- _TAREFAS OBRIGATÓRIAS_:
A - Resuma em duas frases o trecho sobre a escola.
B - Segundo o trecho sobre a escola, quem gosta e precisa daquele calor que estimula o convívio? Liste todos.
C - Transcreva do trecho sobre a escola a parte que começa em "É preciso lembrar" e termina em "a comunidade escolar.".

- _TRECHO DO DOCUMENTO_:
☆ ☆ ☆ ☆

Cada turma é composta, portanto, de indivíduos - alunos e professores - uns diferentes dos outros.

Mas a verdade é que não existe professor ideal, nem tampouco pessoa, ou relação, ideal. Muito menos a turma ideal, onde todos sejam iguais, perfeitos, de acordo com nossos desejos. É preciso desmanchar as fantasias e jogar fora os rótulos, procurando lidar com as situações reais da melhor forma possível. Existe no imaginário social, o mito que associa o sucesso escolar a alunos bem nutridos e bem atendidos, material e psicológicamente, por suas famílias.

Nem sempre os alunos que encontramos em nossas escolas, apresentam este perfil, como também, não se pode continuar acreditando que, em turmas de crianças de nível sócio- econômico elevado, todos aprendam, passem de ano, satisfazendo o nosso “ideal”.

Infelizmente, em algumas salas de aula dos nossos dias, ainda existem questões graves, como o preconceito e a discriminação, que cercam a ampla maioria de crianças de baixa renda, e que acabam por penalizá-las, quando seus professores acreditam, de antemão, que elas são inferiores em seus modos de raciocinar, sentir e agir. Estes preconceitos ferem, profundamente, a auto- estima das crianças, que ainda não dispõem de poder suficiente para defenderem-se, e que buscam ultrapassar a rejeição e a indiferença de que se vêem alvos, através de comportamentos distintos.

É preciso lembrar que diferença é um fator positivo, e que não seria possível progredir e transformar a vida para melhor, se todos fôssemos iguais, pensássemos da mesma maneira. Já argumentamos a este respeito, anteriormente, quando afirmamos os propósitos pedagógicos do Núcleo Curricular Básico MULTIEDUCAÇÃO.

• As Pessoas Que Estão na Escola

É cada vez mais freqüente, nas relações de ensino- aprendizagem, observar-se um clima em que se privilegiam os aspectos cognitivos e intelectuais, deixando-se de lado, mais uma vez, algo muito valioso para a aprendizagem : o vínculo afetivo que se estabelece entre aluno, professor e toda a comunidade escolar.

A presença do afeto na sala de aula é um ingrediente importantíssimo, para se poder concretizar na escola, tudo o que se espera dos professores e seus alunos : que ensinem e aprendam bem, com êxito. Não falamos daquele " banho de doçura" , enjoativo e artificial. Pedimos aquilo de que todo mundo gosta e precisa, sejam adultos, crianças, professores, alunos ou funcionários: aquele calor necessário que estimula o convívio, que colore as faces e faz os olhos brilharem. Quem não gosta de se sentir querido ? Quem não deseja, em algum momento, poder olhar, “olhos nos olhos”, seus companheiros de jornada, e saber- se aceito, pertencendo ao grupo ?

Se pararmos para pensar em nossa vida escolar, nas matérias e disciplinas que cursamos ao longo de tantos anos, será difícil determinar se o que nos encantou em Geografia, por exemplo, foi o estudo das bacias hidrográficas e dos tipos de vegetação, ou foi a personalidade daquele professor, que marcou nossa história como estudante e como pessoa.

☆ ☆ ☆ ☆

- _DADOS APRESENTADOS_:

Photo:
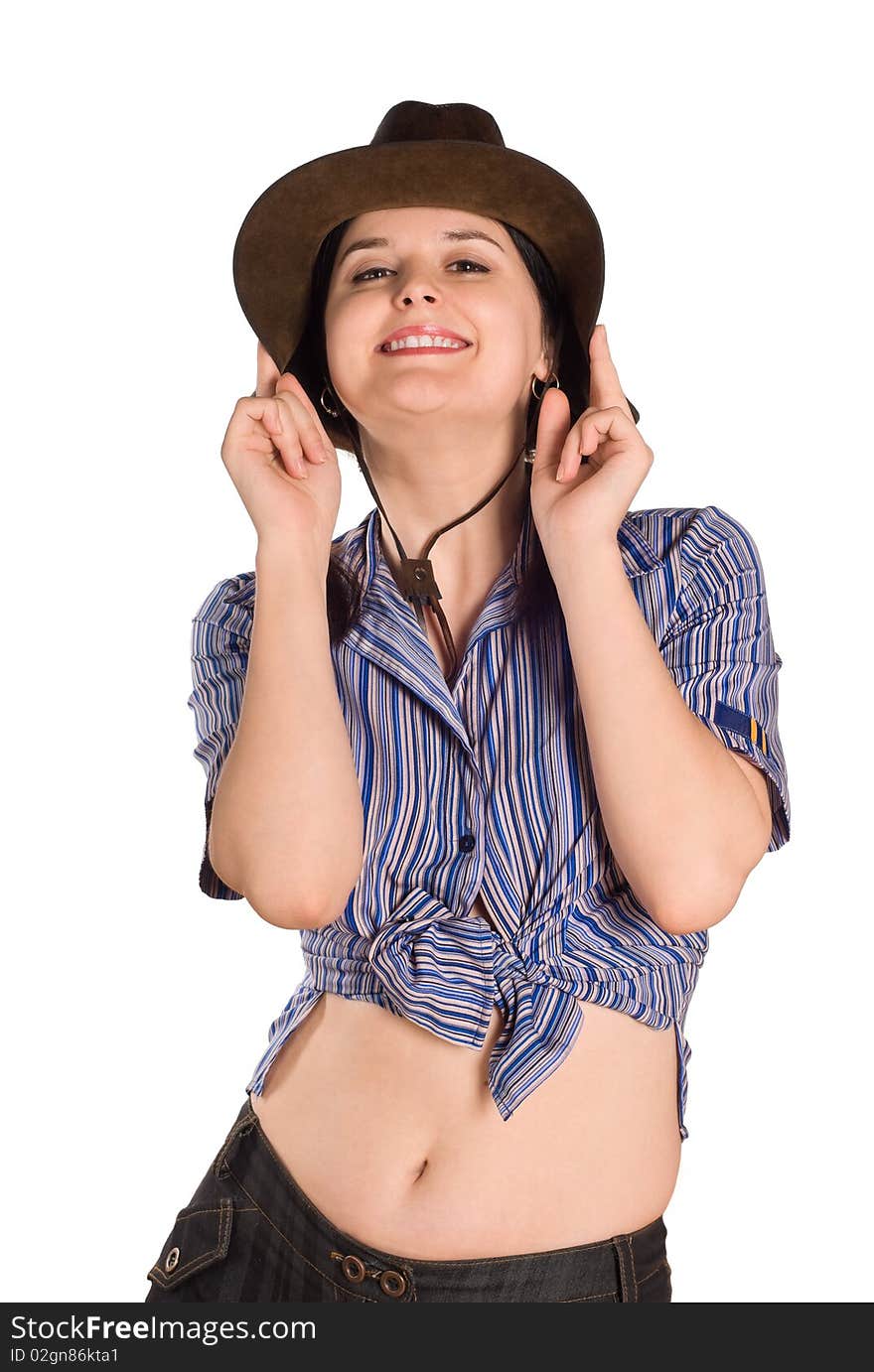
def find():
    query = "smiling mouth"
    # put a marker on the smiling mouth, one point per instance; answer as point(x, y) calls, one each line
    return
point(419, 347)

☆ ☆ ☆ ☆

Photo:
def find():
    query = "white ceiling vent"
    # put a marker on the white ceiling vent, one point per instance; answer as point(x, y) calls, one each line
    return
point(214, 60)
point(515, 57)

☆ ☆ ☆ ☆

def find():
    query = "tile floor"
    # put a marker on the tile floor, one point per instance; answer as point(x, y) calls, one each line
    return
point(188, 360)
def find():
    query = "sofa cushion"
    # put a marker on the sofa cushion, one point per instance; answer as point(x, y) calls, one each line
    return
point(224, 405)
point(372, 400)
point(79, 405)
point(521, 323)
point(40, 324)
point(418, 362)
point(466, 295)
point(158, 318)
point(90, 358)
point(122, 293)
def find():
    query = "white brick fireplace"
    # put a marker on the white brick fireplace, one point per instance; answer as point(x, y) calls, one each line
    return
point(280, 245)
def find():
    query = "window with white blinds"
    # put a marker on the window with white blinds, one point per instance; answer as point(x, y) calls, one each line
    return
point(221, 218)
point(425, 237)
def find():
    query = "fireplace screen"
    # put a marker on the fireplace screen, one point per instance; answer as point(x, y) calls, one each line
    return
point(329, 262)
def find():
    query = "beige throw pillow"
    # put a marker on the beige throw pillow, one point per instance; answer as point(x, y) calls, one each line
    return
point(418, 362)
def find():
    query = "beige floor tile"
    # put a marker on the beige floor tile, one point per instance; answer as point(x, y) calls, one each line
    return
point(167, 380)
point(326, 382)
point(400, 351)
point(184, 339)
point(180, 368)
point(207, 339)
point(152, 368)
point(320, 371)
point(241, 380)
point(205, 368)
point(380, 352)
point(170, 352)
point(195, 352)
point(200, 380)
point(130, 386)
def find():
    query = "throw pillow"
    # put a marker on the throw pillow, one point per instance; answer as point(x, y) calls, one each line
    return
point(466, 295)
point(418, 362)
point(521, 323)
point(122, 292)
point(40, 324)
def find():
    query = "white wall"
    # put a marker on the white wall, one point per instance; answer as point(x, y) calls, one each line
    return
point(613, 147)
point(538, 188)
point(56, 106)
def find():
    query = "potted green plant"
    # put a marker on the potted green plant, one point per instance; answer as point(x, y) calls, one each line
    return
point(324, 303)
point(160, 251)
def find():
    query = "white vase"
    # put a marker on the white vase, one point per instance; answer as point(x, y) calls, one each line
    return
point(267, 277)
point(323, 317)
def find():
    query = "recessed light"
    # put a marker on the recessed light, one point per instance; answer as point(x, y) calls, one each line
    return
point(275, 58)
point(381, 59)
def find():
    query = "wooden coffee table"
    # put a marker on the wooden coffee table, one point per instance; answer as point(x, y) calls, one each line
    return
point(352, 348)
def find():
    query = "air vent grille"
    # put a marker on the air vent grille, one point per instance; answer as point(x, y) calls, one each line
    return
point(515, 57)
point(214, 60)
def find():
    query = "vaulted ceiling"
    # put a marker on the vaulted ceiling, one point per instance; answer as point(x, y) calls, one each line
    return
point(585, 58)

☆ ☆ ☆ ☆

- _EXERCÍCIO RESOLVIDO_:
A - Não existe professor nem turma ideal, e a diferença entre as pessoas é um fator positivo. O preconceito contra crianças de baixa renda fere a autoestima delas, e o vínculo afetivo entre aluno, professor e comunidade escolar é essencial para que se ensine e aprenda bem.

B -
- adultos
- crianças
- professores
- alunos
- funcionários

C -
É preciso lembrar que diferença é um fator positivo, e que não seria possível progredir e transformar a vida para melhor, se todos fôssemos iguais, pensássemos da mesma maneira. Já argumentamos a este respeito, anteriormente, quando afirmamos os propósitos pedagógicos do Núcleo Curricular Básico MULTIEDUCAÇÃO.

• As Pessoas Que Estão na Escola

É cada vez mais freqüente, nas relações de ensino- aprendizagem, observar-se um clima em que se privilegiam os aspectos cognitivos e intelectuais, deixando-se de lado, mais uma vez, algo muito valioso para a aprendizagem : o vínculo afetivo que se estabelece entre aluno, professor e toda a comunidade escolar.